INSTRUCTIONS FOR THE TASK: Filter the items below, copying every line that contains the word "short". Treat the match as case-sensitive.

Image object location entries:

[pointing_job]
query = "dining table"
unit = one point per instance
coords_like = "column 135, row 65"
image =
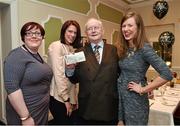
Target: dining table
column 163, row 105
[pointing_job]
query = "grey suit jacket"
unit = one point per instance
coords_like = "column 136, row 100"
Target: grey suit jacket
column 98, row 97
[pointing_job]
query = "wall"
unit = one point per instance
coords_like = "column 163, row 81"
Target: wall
column 18, row 12
column 171, row 22
column 33, row 10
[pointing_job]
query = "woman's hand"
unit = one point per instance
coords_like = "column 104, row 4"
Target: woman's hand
column 29, row 122
column 68, row 108
column 132, row 86
column 71, row 66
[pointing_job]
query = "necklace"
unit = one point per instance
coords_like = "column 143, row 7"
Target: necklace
column 36, row 56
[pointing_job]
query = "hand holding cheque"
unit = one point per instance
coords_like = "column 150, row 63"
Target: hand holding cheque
column 75, row 58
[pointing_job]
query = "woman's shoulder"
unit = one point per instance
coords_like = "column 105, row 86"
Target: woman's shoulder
column 15, row 51
column 16, row 54
column 147, row 46
column 55, row 43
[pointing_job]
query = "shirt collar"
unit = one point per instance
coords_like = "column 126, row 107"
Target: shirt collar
column 101, row 44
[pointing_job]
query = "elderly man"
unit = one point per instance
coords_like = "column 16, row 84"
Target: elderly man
column 97, row 77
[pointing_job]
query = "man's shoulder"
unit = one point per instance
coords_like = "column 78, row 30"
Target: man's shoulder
column 110, row 45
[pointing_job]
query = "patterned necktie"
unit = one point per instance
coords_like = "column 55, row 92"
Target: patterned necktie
column 96, row 52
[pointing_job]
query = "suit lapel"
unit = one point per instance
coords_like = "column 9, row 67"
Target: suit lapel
column 105, row 54
column 93, row 65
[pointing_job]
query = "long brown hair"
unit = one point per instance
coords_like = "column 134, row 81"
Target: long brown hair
column 140, row 38
column 76, row 43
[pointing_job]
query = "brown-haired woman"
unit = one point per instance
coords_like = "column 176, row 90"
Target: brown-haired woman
column 136, row 55
column 63, row 94
column 27, row 80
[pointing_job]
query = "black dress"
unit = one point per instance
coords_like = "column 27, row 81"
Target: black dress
column 23, row 71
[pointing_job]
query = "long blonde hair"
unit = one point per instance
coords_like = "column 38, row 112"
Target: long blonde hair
column 140, row 38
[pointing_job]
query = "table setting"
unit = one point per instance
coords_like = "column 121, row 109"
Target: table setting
column 163, row 105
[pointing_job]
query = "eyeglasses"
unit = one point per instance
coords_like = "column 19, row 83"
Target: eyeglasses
column 95, row 28
column 30, row 34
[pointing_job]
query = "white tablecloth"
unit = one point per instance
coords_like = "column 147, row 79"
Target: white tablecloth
column 163, row 107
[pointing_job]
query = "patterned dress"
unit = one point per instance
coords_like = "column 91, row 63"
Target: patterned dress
column 134, row 108
column 23, row 71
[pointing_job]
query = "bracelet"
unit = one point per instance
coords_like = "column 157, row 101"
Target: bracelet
column 25, row 118
column 140, row 92
column 68, row 100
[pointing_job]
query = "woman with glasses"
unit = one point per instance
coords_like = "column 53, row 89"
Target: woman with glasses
column 27, row 80
column 63, row 93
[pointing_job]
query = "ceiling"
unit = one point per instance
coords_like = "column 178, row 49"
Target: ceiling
column 128, row 4
column 134, row 1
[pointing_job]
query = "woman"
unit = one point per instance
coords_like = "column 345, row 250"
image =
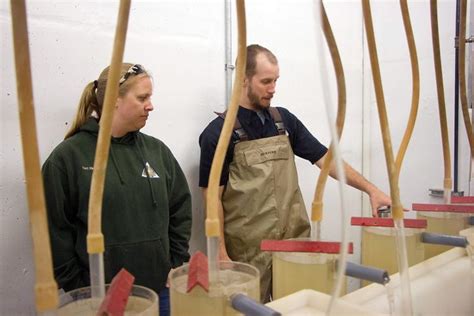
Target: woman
column 146, row 204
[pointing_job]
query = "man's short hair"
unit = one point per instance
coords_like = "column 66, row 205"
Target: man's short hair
column 252, row 53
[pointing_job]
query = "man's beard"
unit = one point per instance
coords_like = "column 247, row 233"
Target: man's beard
column 254, row 100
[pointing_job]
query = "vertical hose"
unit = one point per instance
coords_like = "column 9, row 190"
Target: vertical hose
column 46, row 293
column 321, row 18
column 441, row 100
column 212, row 203
column 415, row 85
column 95, row 238
column 317, row 206
column 228, row 50
column 397, row 209
column 462, row 74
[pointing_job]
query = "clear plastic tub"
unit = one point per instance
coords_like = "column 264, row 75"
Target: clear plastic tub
column 447, row 223
column 142, row 301
column 295, row 271
column 234, row 277
column 379, row 248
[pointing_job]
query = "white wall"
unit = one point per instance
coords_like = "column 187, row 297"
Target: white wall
column 182, row 43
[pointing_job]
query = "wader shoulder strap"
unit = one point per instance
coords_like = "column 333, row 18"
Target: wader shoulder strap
column 237, row 127
column 276, row 116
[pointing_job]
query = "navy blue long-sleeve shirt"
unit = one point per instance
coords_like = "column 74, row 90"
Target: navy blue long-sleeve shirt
column 303, row 143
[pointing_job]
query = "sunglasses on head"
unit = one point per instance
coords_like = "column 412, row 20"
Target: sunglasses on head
column 133, row 70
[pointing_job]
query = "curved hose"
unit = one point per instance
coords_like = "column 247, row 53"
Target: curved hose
column 95, row 238
column 46, row 290
column 441, row 100
column 397, row 209
column 462, row 74
column 415, row 85
column 212, row 203
column 317, row 206
column 341, row 265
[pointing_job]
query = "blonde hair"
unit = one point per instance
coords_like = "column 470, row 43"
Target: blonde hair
column 92, row 98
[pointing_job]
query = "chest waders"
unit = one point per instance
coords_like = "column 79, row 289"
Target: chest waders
column 262, row 200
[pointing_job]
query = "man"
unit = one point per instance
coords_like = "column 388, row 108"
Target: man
column 260, row 196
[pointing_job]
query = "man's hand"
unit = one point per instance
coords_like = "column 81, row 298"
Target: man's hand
column 223, row 256
column 378, row 199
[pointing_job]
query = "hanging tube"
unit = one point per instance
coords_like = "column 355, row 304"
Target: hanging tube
column 46, row 290
column 341, row 266
column 95, row 238
column 441, row 101
column 462, row 74
column 397, row 209
column 229, row 67
column 415, row 86
column 317, row 206
column 212, row 203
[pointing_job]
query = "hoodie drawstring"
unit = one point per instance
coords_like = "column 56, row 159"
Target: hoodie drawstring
column 146, row 170
column 116, row 165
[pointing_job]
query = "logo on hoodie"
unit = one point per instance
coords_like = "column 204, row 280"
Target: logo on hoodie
column 149, row 171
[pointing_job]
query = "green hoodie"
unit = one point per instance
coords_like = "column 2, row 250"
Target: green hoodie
column 146, row 210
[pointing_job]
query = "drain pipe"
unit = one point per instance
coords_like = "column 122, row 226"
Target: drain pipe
column 229, row 67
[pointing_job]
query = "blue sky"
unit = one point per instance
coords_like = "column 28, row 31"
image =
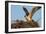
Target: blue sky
column 17, row 12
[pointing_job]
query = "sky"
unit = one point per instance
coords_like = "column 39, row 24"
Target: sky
column 17, row 12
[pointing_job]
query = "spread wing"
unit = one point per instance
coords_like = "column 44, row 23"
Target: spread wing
column 26, row 11
column 35, row 9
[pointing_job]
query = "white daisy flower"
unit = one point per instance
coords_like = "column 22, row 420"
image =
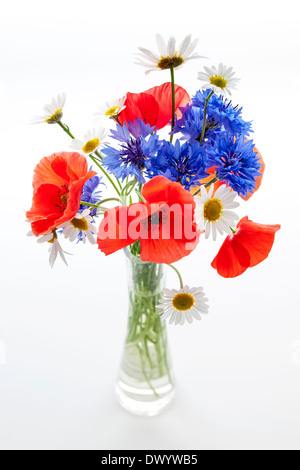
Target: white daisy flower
column 221, row 80
column 213, row 212
column 53, row 111
column 183, row 305
column 81, row 225
column 92, row 140
column 168, row 54
column 54, row 248
column 111, row 108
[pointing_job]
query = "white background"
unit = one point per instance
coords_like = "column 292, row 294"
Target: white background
column 238, row 371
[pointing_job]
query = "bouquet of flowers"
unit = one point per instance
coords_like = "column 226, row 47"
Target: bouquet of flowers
column 168, row 192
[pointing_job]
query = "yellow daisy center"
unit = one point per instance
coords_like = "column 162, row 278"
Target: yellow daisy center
column 213, row 210
column 112, row 111
column 91, row 145
column 165, row 62
column 55, row 117
column 218, row 81
column 80, row 224
column 183, row 301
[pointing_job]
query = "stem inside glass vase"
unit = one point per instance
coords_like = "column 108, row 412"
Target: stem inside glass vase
column 145, row 384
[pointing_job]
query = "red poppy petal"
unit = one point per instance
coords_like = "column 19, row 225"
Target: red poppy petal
column 161, row 188
column 142, row 106
column 154, row 106
column 59, row 169
column 46, row 209
column 165, row 251
column 113, row 230
column 232, row 260
column 163, row 96
column 258, row 239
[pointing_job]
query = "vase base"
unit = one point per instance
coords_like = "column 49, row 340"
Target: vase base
column 142, row 401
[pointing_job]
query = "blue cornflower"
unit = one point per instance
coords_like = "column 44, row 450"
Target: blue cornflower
column 185, row 163
column 190, row 125
column 236, row 163
column 130, row 158
column 221, row 112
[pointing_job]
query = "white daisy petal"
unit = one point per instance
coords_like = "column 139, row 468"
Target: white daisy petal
column 167, row 54
column 214, row 210
column 183, row 305
column 184, row 44
column 220, row 79
column 171, row 47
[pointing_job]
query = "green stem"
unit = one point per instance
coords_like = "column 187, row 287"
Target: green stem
column 204, row 117
column 173, row 100
column 99, row 154
column 144, row 371
column 85, row 203
column 178, row 274
column 207, row 185
column 66, row 129
column 105, row 173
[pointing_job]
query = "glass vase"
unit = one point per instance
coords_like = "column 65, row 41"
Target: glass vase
column 145, row 383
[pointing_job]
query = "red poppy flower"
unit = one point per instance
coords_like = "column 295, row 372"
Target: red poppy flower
column 57, row 182
column 163, row 224
column 249, row 246
column 154, row 106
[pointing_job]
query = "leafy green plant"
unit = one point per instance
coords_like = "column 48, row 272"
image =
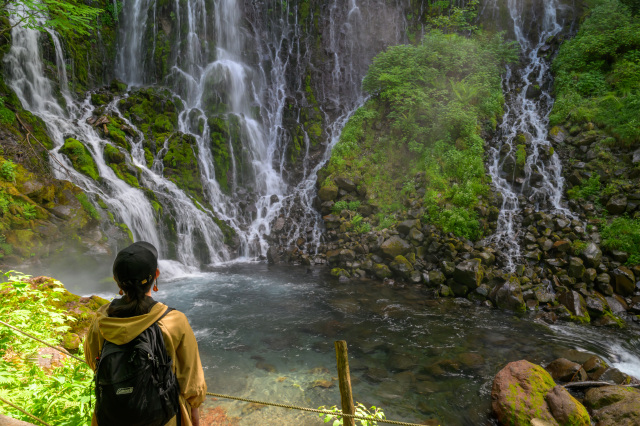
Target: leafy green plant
column 345, row 205
column 359, row 226
column 59, row 395
column 29, row 211
column 60, row 15
column 361, row 410
column 7, row 116
column 8, row 170
column 598, row 73
column 623, row 233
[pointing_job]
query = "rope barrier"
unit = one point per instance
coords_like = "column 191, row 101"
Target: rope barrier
column 273, row 404
column 24, row 412
column 312, row 410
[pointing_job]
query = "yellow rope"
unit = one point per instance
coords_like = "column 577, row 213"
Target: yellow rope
column 273, row 404
column 24, row 412
column 312, row 410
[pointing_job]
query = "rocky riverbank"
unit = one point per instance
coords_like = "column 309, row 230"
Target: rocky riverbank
column 527, row 394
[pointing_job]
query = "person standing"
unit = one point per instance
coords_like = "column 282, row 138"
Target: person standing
column 135, row 271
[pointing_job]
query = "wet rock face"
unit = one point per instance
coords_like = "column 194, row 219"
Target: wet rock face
column 614, row 405
column 523, row 391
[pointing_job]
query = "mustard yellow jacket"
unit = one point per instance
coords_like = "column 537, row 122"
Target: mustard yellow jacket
column 178, row 338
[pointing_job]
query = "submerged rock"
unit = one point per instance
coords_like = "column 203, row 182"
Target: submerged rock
column 523, row 391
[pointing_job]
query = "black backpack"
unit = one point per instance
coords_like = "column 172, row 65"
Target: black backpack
column 135, row 385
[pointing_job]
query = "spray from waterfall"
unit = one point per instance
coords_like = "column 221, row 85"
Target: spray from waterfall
column 539, row 182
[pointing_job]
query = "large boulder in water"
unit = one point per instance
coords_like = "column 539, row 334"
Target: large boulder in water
column 524, row 393
column 575, row 303
column 614, row 405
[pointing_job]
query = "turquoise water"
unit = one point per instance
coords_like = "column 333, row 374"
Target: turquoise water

EXERCISE ANSWER:
query = "man's short hair"
Target: man's short hair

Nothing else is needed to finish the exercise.